Set the whole listing down again exactly as written.

[[ Raw data open ]]

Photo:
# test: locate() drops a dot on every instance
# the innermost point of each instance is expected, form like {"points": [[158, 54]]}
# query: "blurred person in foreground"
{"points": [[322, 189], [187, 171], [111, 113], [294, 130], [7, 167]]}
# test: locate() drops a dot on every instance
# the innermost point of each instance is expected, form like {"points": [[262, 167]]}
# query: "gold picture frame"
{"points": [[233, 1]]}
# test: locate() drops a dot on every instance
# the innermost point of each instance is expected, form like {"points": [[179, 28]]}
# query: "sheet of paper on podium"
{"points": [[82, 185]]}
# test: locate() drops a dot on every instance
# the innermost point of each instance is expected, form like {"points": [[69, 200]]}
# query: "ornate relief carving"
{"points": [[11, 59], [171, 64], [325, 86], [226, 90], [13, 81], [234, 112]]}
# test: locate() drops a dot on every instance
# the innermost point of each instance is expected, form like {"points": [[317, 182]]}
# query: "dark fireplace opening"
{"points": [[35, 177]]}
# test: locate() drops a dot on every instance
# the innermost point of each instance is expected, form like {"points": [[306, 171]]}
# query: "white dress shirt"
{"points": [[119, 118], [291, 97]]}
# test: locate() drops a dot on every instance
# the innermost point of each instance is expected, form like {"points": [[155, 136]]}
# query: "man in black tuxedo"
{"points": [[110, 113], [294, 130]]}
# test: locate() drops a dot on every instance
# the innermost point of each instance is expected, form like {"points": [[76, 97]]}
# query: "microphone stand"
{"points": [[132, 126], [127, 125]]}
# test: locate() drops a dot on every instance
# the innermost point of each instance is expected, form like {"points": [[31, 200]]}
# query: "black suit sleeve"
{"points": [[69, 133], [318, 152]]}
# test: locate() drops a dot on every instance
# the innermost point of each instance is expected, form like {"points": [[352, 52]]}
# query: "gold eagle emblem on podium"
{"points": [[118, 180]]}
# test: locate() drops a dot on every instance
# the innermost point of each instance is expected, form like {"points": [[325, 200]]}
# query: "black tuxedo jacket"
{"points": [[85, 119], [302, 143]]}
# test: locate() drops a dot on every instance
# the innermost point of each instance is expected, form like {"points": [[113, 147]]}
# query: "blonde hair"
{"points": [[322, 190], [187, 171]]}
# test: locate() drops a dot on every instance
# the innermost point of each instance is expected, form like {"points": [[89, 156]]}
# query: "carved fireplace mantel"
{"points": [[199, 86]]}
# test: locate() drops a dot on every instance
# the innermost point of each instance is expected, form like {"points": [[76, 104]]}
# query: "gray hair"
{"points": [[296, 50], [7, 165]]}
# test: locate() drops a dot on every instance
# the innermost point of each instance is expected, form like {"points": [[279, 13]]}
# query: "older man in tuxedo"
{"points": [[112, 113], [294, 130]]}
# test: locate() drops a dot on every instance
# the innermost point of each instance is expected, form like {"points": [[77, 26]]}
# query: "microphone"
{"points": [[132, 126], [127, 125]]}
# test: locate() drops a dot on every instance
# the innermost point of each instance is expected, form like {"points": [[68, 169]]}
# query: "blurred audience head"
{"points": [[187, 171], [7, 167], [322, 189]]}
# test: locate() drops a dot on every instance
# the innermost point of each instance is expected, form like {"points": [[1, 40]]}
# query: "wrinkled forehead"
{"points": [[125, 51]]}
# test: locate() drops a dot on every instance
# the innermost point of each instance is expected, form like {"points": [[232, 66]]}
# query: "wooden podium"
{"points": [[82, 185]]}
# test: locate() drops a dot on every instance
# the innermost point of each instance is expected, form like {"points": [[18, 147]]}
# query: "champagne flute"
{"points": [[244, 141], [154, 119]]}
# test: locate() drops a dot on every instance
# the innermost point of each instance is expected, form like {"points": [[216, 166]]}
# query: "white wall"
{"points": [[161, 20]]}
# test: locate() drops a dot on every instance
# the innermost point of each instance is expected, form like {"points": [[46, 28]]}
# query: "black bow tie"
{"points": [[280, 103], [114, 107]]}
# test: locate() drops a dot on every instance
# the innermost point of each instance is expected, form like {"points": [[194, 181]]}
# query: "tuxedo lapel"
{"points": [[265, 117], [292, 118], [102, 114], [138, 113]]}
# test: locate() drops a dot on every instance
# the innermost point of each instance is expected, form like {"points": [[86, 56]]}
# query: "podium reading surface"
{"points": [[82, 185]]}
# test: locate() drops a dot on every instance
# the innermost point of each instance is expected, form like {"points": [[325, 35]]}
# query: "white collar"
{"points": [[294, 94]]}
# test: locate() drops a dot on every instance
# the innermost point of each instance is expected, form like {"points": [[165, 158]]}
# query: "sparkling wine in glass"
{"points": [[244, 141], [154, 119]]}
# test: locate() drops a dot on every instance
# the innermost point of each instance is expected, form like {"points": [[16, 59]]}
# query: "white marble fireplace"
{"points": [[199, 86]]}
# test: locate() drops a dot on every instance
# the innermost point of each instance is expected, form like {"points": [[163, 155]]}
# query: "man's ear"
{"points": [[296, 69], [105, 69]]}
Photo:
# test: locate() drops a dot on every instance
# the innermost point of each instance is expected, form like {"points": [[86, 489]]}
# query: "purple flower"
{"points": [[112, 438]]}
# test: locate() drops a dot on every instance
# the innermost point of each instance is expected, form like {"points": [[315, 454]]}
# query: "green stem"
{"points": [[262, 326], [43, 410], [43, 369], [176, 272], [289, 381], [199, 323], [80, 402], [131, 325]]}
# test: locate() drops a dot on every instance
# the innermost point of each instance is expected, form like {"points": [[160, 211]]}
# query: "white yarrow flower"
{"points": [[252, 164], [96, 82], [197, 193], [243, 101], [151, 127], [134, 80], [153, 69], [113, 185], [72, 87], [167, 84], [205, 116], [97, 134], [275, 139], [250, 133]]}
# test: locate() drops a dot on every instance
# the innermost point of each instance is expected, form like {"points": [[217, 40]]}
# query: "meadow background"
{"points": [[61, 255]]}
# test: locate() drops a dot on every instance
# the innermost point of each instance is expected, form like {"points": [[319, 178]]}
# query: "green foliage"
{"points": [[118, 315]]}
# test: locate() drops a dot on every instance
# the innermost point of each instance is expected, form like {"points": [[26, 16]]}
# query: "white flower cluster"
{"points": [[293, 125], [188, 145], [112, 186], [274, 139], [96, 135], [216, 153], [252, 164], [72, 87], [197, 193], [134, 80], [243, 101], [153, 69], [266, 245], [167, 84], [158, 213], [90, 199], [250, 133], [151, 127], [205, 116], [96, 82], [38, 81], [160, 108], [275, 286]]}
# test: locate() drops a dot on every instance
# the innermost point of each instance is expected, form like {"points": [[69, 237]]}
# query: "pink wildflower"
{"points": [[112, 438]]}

[[ Raw data closed ]]

Answer to this task:
Photo:
# test: locate() drops a dot on every instance
# the innermost point of each instance is expected, form like {"points": [[158, 54]]}
# query: "blurred person in foreground"
{"points": [[322, 189], [187, 171], [111, 113], [294, 130], [7, 167]]}
# test: locate() drops a dot on every instance
# the innermost point of each instance is expected, form like {"points": [[262, 167]]}
# query: "gold picture frame"
{"points": [[233, 1]]}
# test: locate() drops a dot on every instance
# the innermost point of each instance is expected, form like {"points": [[179, 28]]}
# query: "sheet of paper on podium"
{"points": [[82, 185]]}
# test: locate() drops a dot on every instance
# the innermost point of each instance is expected, form like {"points": [[69, 200]]}
# query: "ornate relief carving"
{"points": [[11, 59], [171, 64], [325, 86], [226, 90], [13, 81], [234, 112]]}
# test: locate() drops a dot on every instance
# the innermost point of each instance is expected, form like {"points": [[317, 182]]}
# query: "dark fireplace opening"
{"points": [[35, 177]]}
# test: locate() drops a dot on every instance
# the innermost point of each instance is expected, form like {"points": [[306, 171]]}
# query: "white dress shirt"
{"points": [[119, 118], [291, 97]]}
# test: locate() drops a dot on every instance
# the innermost point of each instance is expected, form like {"points": [[155, 136]]}
# query: "man in black tuxedo"
{"points": [[110, 113], [294, 130]]}
# test: locate() drops a dot on every instance
# the innermost point of each instance is expected, form like {"points": [[76, 97]]}
# query: "microphone stand"
{"points": [[132, 126], [127, 125]]}
# test: locate() drops a dot on every instance
# the innermost point of each instance is expected, form like {"points": [[31, 200]]}
# query: "black suit sleeve"
{"points": [[69, 133], [318, 152]]}
# test: locate() drops a dot on every instance
# the innermost point of each instance is expected, form like {"points": [[352, 52]]}
# query: "gold eagle emblem on podium"
{"points": [[118, 180]]}
# test: locate() drops a dot on every instance
# the innermost point of each instance is expected, form like {"points": [[325, 200]]}
# query: "black tuxedo jacket"
{"points": [[85, 119], [302, 143]]}
# test: locate() drops a dot on every instance
# the innermost point of each instance is expected, form like {"points": [[113, 147]]}
# query: "blonde hair"
{"points": [[322, 190], [187, 171]]}
# test: locate() drops a dot on every instance
# the innermost point of each instance is expected, form like {"points": [[89, 156]]}
# query: "carved fireplace mantel"
{"points": [[199, 86]]}
# test: locate() drops a dot on every instance
# the innermost point of each instance is expected, form like {"points": [[76, 104]]}
# query: "gray hair"
{"points": [[296, 50], [7, 165]]}
# test: locate() drops a dot on every instance
# the innermost point of each instance is expected, form like {"points": [[279, 13]]}
# query: "older man in tuxedo"
{"points": [[112, 113], [294, 130]]}
# test: locate() drops a dot on every instance
# the innermost point of each instance is expected, form like {"points": [[77, 26]]}
# query: "microphone"
{"points": [[132, 126], [127, 125]]}
# test: locate() drops a dot on every instance
# the innermost point of each instance is expected, form like {"points": [[68, 169]]}
# query: "blurred audience head"
{"points": [[187, 171], [7, 167], [322, 189]]}
# test: locate() drops a dot on every instance
# the innermost point of each instance is expected, form like {"points": [[1, 40]]}
# query: "wrinkled forehead"
{"points": [[125, 51]]}
# test: locate() drops a dot on every instance
# the innermost point of each instance is expected, form like {"points": [[232, 66]]}
# query: "wooden podium"
{"points": [[82, 185]]}
# test: locate() drops a dot on every instance
# the innermost point of each instance is expected, form like {"points": [[18, 147]]}
# query: "champagne flute"
{"points": [[244, 141], [154, 119]]}
# test: locate() drops a dot on every instance
# the innermost point of each instance is expected, form like {"points": [[216, 166]]}
# query: "white wall"
{"points": [[161, 20]]}
# test: locate() drops a dot on every instance
# the innermost point of each instance is expected, form like {"points": [[46, 28]]}
# query: "black bow tie"
{"points": [[280, 103], [114, 107]]}
# test: locate() drops a dot on every instance
# the innermost point of each instance is expected, form like {"points": [[194, 181]]}
# query: "tuxedo lapel"
{"points": [[265, 117], [292, 118], [102, 114], [138, 113]]}
# test: locate() drops a dot on every instance
# the innermost point of each instance is expected, form like {"points": [[86, 56]]}
# query: "podium reading surface"
{"points": [[82, 185]]}
# test: locate() drops a dot on every instance
# the innermost point of each instance is expected, form like {"points": [[325, 35]]}
# query: "white collar"
{"points": [[294, 94]]}
# test: locate() drops a dot on every instance
# the innermost point of each instance is expected, form like {"points": [[165, 158]]}
# query: "sparkling wine in glass"
{"points": [[244, 141], [154, 119]]}
# test: locate() drops a dot on every instance
# the innermost point of each instance is expected, form like {"points": [[16, 59]]}
# query: "white marble fireplace"
{"points": [[199, 86]]}
# test: locate() drops a dot on every instance
# the innermost point of each instance is expected, form like {"points": [[163, 155]]}
# query: "man's ear"
{"points": [[296, 69], [105, 69]]}
Photo:
# test: locate() drops a dot on every instance
# the innermost point of each instance is expected, form like {"points": [[86, 489]]}
# query: "purple flower"
{"points": [[112, 438]]}
# test: locate() drops a dot on every instance
# the innermost point of each instance is expected, form like {"points": [[315, 454]]}
# query: "green stem"
{"points": [[262, 326], [43, 410], [43, 369], [176, 272], [289, 381], [199, 323], [80, 402], [131, 325]]}
# test: locate() drops a dot on every instance
# the innermost point of each instance is expected, form like {"points": [[160, 211]]}
# query: "white yarrow flower"
{"points": [[252, 164], [96, 82], [197, 193], [243, 101], [151, 127], [134, 80], [153, 69], [113, 185], [72, 87], [167, 84], [205, 116], [97, 134], [275, 139], [250, 133]]}
# test: locate() drops a dot on every instance
# the innermost point of each instance is expected, form like {"points": [[217, 40]]}
# query: "meadow background"
{"points": [[61, 255]]}
# test: locate() drops a dot on every instance
# the innermost point of each instance is expected, form like {"points": [[319, 178]]}
# query: "green foliage"
{"points": [[118, 315]]}
# test: locate() drops a dot on every instance
# the innermost point of each instance is expected, form like {"points": [[26, 16]]}
# query: "white flower cluster"
{"points": [[293, 125], [188, 145], [112, 186], [274, 139], [96, 135], [216, 153], [252, 164], [72, 87], [197, 193], [134, 80], [243, 101], [153, 69], [266, 245], [167, 84], [158, 213], [90, 199], [250, 133], [151, 127], [205, 116], [96, 82], [38, 81], [160, 108], [275, 286]]}
# test: locate() drops a dot on every instance
# the innermost point of each instance is expected, form like {"points": [[69, 237]]}
# query: "pink wildflower"
{"points": [[112, 438]]}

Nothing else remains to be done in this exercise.